What is needed
In the family memoir below, what illness did the father contract during his first month in Lisbon?

Source extract
My dear brother, George, was a year-and-a-half younger. We were both born in Bordeaux, France. Our Father was a veteran of 3 years on U.S. Navy destroyers as a junior officer in the Pacific theatre in WW II. He’d married our Mother while on a brief leave from the second, the USS Wadleigh, named for his grandfather. He had been the Damage Control Officer and had overseen temporary repairs when it struck a mine, later determined to have been the most heavily damaged destroyer that was kept afloat in the War. And they didn’t offer courses in welding at Harvard! He had taken his Foreign Service exams after the war and his first assignment was in the Bordeaux consulate. His 3 years there as vice-consul centered on applying the benefits of the Marshall Plan and convincing the French that turning to Communism wasn’t a wise choice. He had just been promoted to Assistant Ambassador to Portugal at the age of 29 and was in his first month in Lisbon when he contracted polio. Our Mother received a telegram in Bordeaux, followed almost immediately by another that he had not survived. There she was with 3 kids under the age of 3. George was not yet 1 month old. I cannot imagine the strength that she had. The "Greatest Generation” indeed. Her parents flew over a day later, and the 6 of us sailed for the U.S., with hopes and dreams in tatters. Our family settled in Concord, Massachusetts, our Mom’s hometown, sheltered in the love of our grandparents and countless relatives and friends. Mom was determined. A Vassar graduate, class of '44, she entered a Masters program at Fletcher School of International Law and Diplomacy. Sister Mary joked at Mom’s memorial service in 2006 that that was just who the State Department was looking to recruit - widows with 3 small children. After earning her Masters, she instead took a job at the Fenn School teaching French and a number of other subjects. We three kids went to the wonderful local Brooks School that took us through 3rd grade. We had friends and cousins, we had our bicycles, we had safe neighborhoods and happy memories.

Location annotation dataset excerpts
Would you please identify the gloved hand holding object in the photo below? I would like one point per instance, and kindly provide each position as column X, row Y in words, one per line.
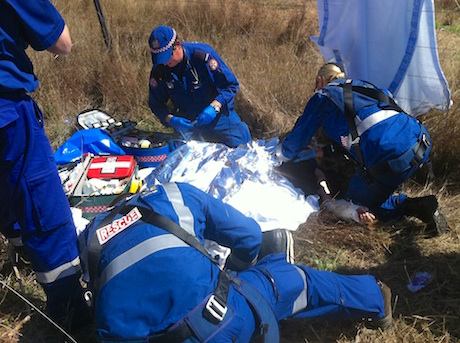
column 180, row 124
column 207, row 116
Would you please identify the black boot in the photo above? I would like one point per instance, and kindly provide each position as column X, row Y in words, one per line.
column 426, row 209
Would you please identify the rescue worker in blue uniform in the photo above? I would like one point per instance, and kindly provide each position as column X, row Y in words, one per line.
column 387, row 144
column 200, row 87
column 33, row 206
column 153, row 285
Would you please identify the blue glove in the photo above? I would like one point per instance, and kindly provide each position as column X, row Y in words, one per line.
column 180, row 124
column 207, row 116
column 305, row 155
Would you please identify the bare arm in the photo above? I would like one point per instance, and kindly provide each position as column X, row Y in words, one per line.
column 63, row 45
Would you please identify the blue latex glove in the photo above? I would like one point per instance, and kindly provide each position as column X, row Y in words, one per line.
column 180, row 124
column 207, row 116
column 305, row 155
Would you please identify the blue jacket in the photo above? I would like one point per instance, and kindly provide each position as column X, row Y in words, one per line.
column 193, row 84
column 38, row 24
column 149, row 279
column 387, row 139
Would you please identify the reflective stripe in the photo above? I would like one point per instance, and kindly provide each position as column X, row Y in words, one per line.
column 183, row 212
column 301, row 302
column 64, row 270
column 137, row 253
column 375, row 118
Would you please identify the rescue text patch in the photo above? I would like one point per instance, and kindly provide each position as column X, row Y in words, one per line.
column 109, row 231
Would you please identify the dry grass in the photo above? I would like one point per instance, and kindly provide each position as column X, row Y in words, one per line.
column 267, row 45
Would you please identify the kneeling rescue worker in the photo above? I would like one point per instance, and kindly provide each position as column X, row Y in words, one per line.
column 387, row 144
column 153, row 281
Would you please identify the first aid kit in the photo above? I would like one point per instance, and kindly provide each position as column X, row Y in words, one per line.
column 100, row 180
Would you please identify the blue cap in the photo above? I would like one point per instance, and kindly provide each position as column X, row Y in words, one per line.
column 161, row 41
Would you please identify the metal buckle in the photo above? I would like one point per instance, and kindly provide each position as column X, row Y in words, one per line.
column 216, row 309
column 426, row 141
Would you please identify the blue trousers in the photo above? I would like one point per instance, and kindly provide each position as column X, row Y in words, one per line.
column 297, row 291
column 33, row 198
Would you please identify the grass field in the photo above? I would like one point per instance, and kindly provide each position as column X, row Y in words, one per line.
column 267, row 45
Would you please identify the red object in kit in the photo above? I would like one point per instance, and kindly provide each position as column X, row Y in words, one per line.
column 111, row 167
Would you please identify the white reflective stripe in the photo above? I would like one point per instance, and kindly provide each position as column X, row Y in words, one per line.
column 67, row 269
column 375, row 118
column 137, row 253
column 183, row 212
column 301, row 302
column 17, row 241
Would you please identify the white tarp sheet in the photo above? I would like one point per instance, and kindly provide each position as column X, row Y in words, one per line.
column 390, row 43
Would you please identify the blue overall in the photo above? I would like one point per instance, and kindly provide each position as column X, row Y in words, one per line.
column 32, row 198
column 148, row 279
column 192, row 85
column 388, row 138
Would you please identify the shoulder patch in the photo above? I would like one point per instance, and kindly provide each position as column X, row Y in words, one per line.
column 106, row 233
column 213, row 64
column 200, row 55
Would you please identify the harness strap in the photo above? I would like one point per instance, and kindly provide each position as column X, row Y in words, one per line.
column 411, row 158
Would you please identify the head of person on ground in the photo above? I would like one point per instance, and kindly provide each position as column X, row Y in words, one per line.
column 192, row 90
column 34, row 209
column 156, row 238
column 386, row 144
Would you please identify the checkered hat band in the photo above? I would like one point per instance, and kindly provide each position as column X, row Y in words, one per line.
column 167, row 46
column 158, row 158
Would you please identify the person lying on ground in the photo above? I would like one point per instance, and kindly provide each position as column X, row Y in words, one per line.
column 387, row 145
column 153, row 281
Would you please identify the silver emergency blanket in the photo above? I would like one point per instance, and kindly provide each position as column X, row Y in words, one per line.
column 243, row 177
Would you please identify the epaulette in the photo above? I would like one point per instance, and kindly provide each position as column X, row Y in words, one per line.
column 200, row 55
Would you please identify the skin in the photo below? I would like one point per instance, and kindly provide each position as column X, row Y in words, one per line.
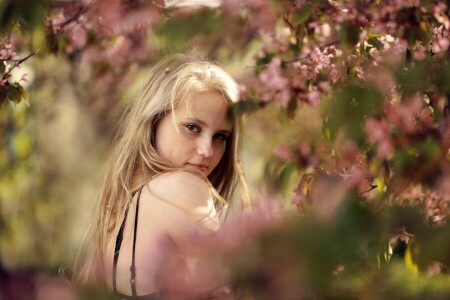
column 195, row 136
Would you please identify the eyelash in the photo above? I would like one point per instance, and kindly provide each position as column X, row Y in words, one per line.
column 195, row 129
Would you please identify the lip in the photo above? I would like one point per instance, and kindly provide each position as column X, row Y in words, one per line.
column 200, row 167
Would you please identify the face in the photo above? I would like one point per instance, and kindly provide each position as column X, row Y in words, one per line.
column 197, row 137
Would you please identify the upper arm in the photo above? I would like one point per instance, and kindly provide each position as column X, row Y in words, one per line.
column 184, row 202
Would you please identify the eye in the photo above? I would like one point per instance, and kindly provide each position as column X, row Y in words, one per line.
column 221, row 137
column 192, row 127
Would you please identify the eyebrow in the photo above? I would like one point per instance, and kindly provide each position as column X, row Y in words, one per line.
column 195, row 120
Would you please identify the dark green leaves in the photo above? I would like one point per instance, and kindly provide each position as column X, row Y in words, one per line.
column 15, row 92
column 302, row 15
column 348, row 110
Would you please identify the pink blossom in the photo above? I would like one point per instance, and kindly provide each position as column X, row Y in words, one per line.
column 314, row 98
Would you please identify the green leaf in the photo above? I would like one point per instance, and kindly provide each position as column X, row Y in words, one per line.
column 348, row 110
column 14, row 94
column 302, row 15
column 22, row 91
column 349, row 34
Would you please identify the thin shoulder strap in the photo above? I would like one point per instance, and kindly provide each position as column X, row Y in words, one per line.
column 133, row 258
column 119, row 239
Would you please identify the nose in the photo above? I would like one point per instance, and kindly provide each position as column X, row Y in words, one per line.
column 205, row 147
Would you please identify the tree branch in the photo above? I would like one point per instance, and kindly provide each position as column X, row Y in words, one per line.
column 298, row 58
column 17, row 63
==
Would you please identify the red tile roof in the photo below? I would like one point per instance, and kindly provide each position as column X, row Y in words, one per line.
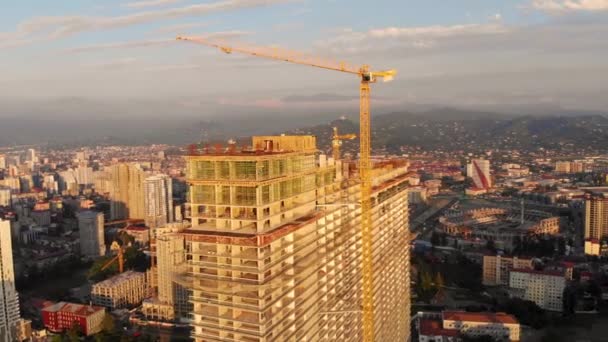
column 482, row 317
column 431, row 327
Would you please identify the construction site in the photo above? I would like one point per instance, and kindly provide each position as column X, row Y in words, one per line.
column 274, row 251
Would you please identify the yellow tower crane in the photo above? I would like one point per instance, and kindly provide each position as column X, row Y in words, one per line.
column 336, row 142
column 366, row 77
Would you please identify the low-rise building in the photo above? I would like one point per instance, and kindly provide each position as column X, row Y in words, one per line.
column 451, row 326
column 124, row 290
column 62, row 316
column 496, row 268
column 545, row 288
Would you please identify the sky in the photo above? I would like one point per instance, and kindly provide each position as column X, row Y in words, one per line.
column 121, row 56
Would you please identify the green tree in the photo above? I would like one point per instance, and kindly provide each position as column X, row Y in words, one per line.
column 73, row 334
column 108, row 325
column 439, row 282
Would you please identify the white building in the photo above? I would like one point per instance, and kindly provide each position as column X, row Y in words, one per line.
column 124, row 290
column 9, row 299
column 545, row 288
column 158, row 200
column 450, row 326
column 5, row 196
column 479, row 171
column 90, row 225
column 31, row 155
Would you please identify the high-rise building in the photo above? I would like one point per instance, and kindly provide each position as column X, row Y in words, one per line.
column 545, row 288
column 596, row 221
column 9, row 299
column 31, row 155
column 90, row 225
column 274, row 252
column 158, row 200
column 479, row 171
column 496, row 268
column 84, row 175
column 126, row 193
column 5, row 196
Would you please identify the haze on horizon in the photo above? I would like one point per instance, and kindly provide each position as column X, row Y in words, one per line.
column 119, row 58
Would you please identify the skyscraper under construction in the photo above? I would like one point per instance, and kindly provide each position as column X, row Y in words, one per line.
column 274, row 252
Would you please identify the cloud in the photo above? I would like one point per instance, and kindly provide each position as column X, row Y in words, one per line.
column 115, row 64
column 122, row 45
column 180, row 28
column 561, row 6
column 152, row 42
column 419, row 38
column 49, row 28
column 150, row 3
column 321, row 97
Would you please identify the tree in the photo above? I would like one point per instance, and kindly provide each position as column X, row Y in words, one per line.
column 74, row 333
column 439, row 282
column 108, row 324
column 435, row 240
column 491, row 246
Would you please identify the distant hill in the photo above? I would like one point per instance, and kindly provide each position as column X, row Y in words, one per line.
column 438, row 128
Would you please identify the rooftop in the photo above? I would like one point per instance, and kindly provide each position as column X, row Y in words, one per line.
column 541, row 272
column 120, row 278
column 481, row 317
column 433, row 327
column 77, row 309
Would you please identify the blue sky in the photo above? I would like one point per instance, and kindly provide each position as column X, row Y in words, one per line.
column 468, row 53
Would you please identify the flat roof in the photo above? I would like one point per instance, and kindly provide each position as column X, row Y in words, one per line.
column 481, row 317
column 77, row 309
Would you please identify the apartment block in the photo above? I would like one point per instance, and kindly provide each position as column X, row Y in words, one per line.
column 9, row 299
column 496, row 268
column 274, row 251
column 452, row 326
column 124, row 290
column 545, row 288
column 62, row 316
---
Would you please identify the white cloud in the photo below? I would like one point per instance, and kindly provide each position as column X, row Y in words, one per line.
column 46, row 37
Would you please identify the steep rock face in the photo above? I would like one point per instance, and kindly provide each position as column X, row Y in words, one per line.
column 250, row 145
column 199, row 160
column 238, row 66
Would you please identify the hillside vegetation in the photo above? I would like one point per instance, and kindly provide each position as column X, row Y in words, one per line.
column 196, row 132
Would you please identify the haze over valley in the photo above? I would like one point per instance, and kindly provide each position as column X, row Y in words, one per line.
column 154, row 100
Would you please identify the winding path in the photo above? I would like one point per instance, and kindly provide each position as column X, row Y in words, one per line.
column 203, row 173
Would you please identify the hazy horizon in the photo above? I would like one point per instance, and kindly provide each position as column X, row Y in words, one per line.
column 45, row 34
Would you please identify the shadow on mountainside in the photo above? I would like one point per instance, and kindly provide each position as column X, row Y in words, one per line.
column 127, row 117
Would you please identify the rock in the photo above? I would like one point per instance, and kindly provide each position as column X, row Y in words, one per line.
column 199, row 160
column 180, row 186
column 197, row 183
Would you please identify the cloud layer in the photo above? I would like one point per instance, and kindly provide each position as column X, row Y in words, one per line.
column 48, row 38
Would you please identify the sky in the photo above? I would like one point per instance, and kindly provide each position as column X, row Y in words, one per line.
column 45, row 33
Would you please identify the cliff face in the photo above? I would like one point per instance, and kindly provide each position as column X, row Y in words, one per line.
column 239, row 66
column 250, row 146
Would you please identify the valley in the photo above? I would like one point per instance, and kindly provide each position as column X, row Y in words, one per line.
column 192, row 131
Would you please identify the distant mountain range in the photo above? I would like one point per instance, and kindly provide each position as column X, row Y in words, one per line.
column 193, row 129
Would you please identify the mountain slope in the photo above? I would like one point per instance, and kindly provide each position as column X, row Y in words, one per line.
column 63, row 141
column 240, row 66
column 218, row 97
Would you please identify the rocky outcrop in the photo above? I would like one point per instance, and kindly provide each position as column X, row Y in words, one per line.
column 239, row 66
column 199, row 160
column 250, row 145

Solution to this problem
Polio.